Work item |
Across the records that follow, give the number of lines containing the word "below" and nothing else.

(Natural language region descriptions)
------------------------------
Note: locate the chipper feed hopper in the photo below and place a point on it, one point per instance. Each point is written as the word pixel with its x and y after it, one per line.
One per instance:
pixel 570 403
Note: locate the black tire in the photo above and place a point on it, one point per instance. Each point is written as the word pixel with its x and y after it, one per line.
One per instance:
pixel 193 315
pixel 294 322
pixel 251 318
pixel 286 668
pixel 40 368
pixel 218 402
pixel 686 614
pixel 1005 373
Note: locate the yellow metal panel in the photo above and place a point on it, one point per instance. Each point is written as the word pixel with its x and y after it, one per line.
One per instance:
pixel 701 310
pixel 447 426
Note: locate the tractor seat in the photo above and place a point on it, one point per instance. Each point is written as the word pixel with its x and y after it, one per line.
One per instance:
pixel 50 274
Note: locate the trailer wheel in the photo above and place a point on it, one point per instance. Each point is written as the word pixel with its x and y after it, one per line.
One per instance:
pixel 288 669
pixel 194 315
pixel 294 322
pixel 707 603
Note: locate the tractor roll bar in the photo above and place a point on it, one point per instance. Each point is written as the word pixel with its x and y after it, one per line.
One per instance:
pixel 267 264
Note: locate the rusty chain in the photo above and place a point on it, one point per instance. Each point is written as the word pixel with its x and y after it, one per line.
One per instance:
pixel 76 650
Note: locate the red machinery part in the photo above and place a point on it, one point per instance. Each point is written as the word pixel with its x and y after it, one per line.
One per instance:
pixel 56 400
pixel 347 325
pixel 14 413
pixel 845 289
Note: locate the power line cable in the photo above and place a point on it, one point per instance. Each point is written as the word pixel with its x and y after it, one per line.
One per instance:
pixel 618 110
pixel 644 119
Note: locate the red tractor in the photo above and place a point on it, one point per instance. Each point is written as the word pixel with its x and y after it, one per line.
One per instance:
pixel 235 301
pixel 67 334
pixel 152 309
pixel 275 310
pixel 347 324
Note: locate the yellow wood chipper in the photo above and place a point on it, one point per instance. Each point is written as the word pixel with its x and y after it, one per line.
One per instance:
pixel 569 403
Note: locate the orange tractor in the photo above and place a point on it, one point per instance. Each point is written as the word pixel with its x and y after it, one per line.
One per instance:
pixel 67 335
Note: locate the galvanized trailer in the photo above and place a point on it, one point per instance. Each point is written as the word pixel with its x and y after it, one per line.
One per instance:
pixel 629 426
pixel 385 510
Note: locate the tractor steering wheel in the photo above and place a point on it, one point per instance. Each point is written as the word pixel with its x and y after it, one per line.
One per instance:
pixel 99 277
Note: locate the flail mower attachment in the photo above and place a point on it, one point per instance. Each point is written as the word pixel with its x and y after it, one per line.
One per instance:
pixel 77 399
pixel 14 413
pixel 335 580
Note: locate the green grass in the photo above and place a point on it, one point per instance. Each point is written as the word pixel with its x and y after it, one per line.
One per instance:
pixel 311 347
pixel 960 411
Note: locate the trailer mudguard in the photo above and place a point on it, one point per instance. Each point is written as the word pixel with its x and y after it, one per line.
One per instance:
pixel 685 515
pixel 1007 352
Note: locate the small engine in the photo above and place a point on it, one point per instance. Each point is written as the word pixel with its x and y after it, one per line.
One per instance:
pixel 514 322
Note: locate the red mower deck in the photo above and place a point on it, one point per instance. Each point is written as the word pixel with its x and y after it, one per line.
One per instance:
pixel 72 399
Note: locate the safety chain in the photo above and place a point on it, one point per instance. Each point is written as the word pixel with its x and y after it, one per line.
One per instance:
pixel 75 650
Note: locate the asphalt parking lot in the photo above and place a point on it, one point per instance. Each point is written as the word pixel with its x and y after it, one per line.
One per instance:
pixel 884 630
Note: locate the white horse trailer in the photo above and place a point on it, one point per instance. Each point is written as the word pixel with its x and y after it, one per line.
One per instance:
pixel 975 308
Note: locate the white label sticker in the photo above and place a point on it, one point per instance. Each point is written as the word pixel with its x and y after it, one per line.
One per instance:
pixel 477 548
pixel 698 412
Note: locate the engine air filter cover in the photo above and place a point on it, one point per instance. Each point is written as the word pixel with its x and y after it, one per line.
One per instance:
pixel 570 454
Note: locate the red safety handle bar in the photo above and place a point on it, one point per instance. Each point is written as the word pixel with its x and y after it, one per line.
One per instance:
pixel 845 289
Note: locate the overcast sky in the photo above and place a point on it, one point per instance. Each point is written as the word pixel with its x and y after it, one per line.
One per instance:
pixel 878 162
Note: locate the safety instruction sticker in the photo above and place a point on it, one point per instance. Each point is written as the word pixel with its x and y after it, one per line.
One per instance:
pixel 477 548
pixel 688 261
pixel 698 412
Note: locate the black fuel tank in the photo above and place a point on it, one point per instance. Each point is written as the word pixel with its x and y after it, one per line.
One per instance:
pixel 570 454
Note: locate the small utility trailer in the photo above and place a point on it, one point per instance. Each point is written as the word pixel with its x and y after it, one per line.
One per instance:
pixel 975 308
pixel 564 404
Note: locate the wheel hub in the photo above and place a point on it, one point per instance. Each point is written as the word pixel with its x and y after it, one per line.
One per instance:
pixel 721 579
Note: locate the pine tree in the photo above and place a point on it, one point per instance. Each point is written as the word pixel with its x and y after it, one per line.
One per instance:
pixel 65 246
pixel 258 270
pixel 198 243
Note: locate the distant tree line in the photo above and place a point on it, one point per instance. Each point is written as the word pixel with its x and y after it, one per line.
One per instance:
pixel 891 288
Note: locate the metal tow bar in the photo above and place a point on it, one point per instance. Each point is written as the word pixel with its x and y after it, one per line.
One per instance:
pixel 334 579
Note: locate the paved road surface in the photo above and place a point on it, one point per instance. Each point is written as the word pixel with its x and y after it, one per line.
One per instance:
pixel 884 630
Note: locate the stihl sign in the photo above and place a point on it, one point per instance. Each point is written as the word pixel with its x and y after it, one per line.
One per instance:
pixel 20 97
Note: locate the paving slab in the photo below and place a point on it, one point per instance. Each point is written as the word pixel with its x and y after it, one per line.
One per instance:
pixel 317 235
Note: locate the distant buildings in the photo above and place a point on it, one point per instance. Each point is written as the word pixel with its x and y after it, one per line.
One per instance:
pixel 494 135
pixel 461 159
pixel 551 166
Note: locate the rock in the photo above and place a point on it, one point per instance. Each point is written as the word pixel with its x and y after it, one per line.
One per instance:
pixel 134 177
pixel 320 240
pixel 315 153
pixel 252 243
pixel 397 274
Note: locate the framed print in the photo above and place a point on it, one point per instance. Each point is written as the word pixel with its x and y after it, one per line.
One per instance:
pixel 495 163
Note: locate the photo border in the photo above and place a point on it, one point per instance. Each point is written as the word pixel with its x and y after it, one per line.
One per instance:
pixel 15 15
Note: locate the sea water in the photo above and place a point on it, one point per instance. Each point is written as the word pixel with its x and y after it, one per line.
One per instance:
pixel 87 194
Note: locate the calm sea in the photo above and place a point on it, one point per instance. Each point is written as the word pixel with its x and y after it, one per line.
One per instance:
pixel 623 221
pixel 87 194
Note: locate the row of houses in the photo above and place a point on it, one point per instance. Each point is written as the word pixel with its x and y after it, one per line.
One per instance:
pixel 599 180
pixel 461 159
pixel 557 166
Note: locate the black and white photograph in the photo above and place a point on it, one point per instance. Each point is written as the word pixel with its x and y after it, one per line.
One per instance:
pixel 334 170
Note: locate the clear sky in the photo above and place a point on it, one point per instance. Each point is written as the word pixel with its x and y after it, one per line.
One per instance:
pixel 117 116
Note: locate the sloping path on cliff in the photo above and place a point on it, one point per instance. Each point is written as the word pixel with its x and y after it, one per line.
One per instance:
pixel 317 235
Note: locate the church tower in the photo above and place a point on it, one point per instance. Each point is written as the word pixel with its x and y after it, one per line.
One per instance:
------------------------------
Output of the task |
2